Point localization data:
──────────
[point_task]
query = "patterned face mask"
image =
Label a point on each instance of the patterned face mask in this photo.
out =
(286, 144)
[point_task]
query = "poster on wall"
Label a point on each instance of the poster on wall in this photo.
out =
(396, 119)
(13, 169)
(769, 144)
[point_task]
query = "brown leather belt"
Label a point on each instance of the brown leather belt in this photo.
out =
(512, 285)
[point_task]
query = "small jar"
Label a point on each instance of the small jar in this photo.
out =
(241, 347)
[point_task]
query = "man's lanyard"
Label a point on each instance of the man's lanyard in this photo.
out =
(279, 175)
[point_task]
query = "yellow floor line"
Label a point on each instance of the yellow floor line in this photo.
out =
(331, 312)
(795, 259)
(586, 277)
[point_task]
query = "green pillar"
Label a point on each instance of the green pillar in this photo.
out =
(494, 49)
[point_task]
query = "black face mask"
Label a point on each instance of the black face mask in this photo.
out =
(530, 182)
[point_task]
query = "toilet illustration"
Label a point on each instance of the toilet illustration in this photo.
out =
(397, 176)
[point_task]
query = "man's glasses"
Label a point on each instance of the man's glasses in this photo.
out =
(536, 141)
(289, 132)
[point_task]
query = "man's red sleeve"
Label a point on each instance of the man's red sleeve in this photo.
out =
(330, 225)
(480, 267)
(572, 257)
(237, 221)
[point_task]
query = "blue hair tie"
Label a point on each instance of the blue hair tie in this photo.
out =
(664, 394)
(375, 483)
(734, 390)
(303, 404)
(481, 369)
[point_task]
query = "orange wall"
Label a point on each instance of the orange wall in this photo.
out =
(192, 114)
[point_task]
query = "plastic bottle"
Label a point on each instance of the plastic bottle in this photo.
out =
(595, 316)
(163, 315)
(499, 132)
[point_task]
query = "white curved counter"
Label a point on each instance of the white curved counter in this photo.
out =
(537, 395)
──────────
# Your task:
Restate the records in full, keeping every word as it is.

# Your response:
[point_task]
query = "patterned face mask"
image =
Label a point on each instance of the patterned face mask in this photo.
out =
(286, 144)
[point_task]
query = "poster on wall"
Label a point on each instance of the poster on wall in this photo.
out =
(396, 119)
(13, 169)
(769, 144)
[point_task]
query = "brown leather belt"
Label a point on each instance of the brown leather belt in this photo.
out =
(512, 285)
[point_task]
query = "small jar"
Label a point on each instance of the small jar in this photo.
out =
(241, 347)
[point_task]
query = "man's lanyard"
Label a point on each instance of the man's lanyard in this photo.
out =
(279, 175)
[point_task]
query = "yellow floor line"
Label a point on each instance of the yellow floor line in this photo.
out =
(331, 312)
(795, 259)
(586, 277)
[point_task]
query = "green pillar"
Label a point on each instance of the green pillar in this photo.
out =
(494, 49)
[point_task]
query = "black face mask"
Label a point on each instance of the black face mask in this photo.
out =
(530, 182)
[point_task]
query = "toilet illustration"
Label a point on each instance of the toilet illustration in this photo.
out =
(397, 176)
[point_task]
query = "man's glasses"
Label a point on each instance of the man's glasses in this photo.
out =
(536, 141)
(289, 132)
[point_task]
query = "man's red sleeve"
Label a point on each instance of the man's red sleeve in this photo.
out =
(330, 225)
(480, 267)
(572, 257)
(237, 221)
[point_task]
query = "blue hair tie"
Label a point on each instance of the blue hair tie in this photo.
out =
(664, 394)
(375, 483)
(734, 390)
(303, 404)
(481, 369)
[point_task]
query = "orange wall"
Label a point on each instance of the orange wall in this photo.
out =
(192, 114)
[point_task]
query = "plastic bottle"
Label a point on each instance of the plastic bottle in this photo.
out =
(595, 316)
(163, 315)
(499, 132)
[point_task]
query = "white curved counter"
Label a point on each instance of the white curved counter in this photo.
out =
(537, 395)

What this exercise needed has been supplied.